TRECHO DO DOCUMENTO >>
##########

O contraponto à figura de Renée é feito por Paloma Josse, uma adolescente de 12 anos que reside com a família em um dos apartamentos do condomínio em que Renée trabalha como zeladora. Nascida em uma família aristocrática, Paloma está certa de que, assim como seus pais e avós, também será rica e privilegiada, mas ter esse destino traçado, ao contrário de lhe trazer conforto e alegria, só faz gerar angústia. Para ela, a vida é absurda, a existência é vã e as pessoas, apesar da ilusão de que podem controlar o próprio destino, vivem retidas e submissas como peixes em um aquário.

 Os pensamentos mais profundos de Renée e Paloma se entrelaçam ao longo da obra em meio a uma diversidade riquíssima de referências à arte e à filosofia, mas apesar das diferenças de origem, de idade e de experiências, ambas apresentam uma visão pessimista da vida e do cotidiano social até o momento em que são transformadas pela chegada de um novo e gentil morador chamado Kakuro Ozu. Possuidor de entusiasmo e candura juvenis aliados a sabedoria e perspicácia da maturidade, Kakuro enxerga a essência das personagens e lhes confere a dignidade de serem vistas como pessoas para além do papel social predestinado a cada uma. Convidada a desnudar-se do véu de invisibilidade que a camuflava, Renée experimenta sentimentos que antes lhe eram reconhecidos em teoria, como a amizade e o amor. Paloma, como testemunha de toda essa transformação, vê-se também transformada e restaura a fé na beleza e nas possibilidades que a vida tem a oferecer. Il y a un toujours dans le jamais.

##########

DADOS FORNECIDOS >>
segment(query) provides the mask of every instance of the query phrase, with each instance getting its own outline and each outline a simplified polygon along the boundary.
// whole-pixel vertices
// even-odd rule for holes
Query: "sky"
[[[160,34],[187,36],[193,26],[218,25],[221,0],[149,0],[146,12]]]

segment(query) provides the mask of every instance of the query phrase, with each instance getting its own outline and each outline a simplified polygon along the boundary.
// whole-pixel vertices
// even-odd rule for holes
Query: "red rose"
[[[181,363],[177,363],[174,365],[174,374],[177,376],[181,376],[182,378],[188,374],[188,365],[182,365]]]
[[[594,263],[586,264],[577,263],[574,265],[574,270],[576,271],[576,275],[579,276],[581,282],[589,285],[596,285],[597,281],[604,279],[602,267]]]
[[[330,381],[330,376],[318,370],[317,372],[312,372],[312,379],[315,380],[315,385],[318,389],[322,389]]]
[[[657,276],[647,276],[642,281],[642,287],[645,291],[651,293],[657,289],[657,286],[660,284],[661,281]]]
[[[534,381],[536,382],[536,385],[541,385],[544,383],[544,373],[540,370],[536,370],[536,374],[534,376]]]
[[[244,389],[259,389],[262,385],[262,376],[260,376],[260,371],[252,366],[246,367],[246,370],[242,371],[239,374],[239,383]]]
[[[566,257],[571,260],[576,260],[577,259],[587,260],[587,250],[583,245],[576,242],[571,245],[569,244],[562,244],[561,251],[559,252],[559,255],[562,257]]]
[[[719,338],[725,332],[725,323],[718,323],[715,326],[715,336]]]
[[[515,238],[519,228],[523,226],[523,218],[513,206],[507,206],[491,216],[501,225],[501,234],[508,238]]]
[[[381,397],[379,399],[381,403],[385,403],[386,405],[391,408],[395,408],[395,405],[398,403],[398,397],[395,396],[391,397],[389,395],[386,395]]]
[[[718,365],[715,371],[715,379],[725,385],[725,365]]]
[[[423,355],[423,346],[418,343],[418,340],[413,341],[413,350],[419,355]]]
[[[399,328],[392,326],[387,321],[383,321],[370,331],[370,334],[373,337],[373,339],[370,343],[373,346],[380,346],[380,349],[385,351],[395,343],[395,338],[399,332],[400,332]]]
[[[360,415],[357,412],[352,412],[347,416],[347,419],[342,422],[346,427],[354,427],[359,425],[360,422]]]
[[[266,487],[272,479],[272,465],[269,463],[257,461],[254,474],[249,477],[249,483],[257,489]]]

##########

EXERCÍCIO 1 >> Reescreva a parte do texto sobre Renée e Paloma que começa nas palavras "O contraponto à" e vai até "em um aquário.", trocando "zeladora" por "governanta".
EXERCÍCIO 2 >> Como se chama o novo morador que transforma Renée e Paloma, segundo o texto sobre as duas personagens?
EXERCÍCIO 3 >> Em quais aspectos Renée e Paloma se diferenciam, segundo o texto sobre as duas personagens?

RESOLUÇÃO 1 >>
O contraponto à figura de Renée é feito por Paloma Josse, uma adolescente de 12 anos que reside com a família em um dos apartamentos do condomínio em que Renée trabalha como governanta. Nascida em uma família aristocrática, Paloma está certa de que, assim como seus pais e avós, também será rica e privilegiada, mas ter esse destino traçado, ao contrário de lhe trazer conforto e alegria, só faz gerar angústia. Para ela, a vida é absurda, a existência é vã e as pessoas, apesar da ilusão de que podem controlar o próprio destino, vivem retidas e submissas como peixes em um aquário.

RESOLUÇÃO 2 >> Kakuro Ozu.

RESOLUÇÃO 3 >> Origem, idade e experiências.